(EXERCISE GOAL): Please pick out every line in the material below that contains the word "suit", and copy each one in full.

(Annotated coordinate material):
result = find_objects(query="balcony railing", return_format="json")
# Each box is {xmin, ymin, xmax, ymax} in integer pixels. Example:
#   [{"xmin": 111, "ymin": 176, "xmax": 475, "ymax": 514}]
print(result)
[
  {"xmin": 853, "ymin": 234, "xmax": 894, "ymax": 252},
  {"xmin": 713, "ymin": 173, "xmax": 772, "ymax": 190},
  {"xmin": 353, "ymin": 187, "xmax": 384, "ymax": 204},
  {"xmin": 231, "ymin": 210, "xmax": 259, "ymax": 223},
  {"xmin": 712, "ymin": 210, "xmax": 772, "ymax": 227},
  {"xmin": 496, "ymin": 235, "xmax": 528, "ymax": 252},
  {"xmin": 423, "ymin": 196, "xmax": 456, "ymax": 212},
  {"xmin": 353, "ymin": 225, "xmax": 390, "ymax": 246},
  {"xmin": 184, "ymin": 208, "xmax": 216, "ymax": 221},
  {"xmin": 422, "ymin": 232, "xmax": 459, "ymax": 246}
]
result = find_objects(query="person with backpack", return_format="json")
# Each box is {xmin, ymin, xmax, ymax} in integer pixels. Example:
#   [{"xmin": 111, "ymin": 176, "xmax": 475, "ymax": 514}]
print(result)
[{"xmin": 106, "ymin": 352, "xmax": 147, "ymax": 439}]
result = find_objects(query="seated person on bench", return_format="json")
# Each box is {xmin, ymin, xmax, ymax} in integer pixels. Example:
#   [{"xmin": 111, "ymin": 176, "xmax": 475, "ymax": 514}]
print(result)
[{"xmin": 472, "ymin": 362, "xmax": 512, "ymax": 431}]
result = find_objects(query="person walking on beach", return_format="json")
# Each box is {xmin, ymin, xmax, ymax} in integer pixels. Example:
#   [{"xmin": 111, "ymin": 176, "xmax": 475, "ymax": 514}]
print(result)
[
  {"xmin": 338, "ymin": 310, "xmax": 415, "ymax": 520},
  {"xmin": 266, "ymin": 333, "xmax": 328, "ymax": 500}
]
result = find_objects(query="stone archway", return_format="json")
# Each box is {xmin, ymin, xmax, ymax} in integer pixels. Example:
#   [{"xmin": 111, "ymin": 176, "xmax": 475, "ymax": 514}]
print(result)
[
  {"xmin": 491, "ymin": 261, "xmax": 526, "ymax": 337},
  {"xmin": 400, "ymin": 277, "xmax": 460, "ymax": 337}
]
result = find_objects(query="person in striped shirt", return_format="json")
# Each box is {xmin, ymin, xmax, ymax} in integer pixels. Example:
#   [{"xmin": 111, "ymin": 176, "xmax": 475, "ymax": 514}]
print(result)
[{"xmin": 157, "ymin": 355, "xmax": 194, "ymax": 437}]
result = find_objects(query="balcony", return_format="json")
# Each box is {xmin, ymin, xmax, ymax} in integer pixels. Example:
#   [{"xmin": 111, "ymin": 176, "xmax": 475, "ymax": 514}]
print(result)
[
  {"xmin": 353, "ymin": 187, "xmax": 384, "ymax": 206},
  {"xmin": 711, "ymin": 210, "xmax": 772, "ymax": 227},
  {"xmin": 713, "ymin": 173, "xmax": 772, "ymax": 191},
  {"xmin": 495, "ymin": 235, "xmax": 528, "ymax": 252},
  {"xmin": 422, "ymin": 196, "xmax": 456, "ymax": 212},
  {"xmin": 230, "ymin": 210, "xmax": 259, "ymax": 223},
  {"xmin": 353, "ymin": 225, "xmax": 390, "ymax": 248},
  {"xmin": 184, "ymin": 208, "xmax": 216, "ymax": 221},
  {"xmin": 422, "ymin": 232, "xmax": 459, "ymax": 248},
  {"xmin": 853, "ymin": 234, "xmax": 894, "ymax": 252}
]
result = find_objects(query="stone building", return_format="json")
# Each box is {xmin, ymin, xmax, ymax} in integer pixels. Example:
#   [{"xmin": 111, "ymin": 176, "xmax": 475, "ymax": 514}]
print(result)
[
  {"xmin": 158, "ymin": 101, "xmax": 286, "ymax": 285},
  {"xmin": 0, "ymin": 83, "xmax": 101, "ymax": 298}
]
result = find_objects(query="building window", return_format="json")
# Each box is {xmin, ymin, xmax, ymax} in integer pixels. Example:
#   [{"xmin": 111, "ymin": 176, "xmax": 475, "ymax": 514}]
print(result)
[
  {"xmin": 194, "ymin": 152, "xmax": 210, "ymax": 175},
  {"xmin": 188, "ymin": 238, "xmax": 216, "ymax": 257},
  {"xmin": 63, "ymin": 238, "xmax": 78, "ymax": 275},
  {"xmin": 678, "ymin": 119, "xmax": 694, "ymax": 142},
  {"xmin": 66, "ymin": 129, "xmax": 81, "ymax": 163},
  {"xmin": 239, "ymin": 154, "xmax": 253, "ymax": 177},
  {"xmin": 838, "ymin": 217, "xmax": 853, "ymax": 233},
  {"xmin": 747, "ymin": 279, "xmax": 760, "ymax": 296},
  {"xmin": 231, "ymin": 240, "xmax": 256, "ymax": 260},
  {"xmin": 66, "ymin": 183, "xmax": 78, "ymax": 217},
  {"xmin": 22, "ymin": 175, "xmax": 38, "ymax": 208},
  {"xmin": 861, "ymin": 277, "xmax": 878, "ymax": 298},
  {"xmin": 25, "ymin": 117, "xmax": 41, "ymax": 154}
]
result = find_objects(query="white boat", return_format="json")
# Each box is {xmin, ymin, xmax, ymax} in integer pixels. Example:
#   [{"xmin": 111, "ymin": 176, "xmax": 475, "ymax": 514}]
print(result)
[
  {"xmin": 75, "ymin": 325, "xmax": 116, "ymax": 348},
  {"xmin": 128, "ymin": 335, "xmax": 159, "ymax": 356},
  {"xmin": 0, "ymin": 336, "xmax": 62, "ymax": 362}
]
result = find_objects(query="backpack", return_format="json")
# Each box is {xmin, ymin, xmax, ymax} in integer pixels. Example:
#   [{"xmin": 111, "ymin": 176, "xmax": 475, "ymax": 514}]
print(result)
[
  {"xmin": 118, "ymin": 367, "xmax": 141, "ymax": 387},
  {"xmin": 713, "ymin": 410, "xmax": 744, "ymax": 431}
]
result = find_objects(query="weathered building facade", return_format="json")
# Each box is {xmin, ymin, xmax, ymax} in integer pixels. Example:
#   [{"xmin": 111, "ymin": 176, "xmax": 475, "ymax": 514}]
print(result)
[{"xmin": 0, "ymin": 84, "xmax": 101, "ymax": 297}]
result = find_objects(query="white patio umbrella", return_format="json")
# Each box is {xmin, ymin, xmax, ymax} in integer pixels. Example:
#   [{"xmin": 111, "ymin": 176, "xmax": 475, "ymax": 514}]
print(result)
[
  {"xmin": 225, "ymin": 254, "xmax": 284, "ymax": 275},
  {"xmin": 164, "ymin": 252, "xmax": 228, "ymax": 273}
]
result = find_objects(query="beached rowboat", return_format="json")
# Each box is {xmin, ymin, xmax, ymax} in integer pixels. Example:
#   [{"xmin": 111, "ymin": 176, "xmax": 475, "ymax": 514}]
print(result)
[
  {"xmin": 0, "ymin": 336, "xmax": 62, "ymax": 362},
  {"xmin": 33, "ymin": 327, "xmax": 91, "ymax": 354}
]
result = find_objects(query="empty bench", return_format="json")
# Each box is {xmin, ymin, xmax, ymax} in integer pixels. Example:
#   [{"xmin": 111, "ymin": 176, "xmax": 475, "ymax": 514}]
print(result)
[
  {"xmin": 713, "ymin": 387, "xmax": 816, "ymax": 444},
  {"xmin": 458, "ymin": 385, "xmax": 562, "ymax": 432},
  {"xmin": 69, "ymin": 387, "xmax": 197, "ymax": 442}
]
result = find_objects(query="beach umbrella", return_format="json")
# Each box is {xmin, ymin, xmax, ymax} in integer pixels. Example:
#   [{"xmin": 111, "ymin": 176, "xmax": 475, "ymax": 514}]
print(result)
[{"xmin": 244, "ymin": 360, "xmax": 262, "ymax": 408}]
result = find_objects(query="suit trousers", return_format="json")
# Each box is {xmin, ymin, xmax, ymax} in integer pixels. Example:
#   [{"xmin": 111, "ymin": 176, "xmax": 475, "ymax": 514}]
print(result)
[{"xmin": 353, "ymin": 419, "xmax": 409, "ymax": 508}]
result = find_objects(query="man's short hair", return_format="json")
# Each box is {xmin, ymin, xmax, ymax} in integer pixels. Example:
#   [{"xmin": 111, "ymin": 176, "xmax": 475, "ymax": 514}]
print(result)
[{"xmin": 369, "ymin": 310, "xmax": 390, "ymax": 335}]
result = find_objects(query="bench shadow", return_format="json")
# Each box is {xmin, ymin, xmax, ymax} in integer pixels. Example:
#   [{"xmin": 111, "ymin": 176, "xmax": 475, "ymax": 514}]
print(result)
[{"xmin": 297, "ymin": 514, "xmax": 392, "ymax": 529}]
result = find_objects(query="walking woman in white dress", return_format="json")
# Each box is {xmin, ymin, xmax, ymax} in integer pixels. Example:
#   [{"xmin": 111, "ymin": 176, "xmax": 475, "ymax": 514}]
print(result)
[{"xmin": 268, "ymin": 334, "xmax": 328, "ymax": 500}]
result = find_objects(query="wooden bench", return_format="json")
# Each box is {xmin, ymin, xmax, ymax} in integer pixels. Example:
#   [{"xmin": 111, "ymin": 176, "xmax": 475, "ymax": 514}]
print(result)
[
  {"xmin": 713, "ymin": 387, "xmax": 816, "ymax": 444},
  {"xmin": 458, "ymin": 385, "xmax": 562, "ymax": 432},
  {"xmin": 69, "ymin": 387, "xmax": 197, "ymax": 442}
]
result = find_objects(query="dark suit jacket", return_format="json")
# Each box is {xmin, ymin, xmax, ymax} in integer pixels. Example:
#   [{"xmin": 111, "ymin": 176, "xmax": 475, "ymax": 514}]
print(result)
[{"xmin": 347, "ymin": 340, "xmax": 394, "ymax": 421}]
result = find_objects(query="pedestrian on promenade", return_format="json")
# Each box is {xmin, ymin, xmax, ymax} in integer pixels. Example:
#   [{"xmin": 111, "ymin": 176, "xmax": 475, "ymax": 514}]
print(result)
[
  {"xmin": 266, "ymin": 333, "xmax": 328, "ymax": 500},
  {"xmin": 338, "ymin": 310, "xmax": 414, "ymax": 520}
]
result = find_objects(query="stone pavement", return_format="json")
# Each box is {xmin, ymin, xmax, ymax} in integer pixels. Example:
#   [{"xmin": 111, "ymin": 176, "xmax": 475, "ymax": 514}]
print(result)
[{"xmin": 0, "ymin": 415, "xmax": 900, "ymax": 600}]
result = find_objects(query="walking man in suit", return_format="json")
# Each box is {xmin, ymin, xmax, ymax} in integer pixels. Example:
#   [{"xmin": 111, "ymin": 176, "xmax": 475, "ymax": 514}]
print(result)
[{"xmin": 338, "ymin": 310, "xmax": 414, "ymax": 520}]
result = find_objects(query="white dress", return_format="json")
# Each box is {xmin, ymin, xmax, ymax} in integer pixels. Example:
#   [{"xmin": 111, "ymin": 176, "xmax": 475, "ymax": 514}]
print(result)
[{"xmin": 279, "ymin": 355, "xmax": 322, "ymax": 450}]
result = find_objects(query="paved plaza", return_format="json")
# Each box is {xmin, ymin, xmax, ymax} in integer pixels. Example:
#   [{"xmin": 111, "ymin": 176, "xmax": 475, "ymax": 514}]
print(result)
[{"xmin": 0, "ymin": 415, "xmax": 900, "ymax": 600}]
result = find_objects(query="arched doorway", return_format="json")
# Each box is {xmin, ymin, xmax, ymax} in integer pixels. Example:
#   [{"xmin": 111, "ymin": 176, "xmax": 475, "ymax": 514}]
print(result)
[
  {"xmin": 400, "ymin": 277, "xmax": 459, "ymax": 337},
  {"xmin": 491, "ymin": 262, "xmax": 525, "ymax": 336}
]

(OUTPUT OF THE EXERCISE):
result = find_objects(query="suit trousers", return_format="json")
result = find_objects(query="dark suit jacket", return_format="json")
result = find_objects(query="walking man in suit", return_format="json")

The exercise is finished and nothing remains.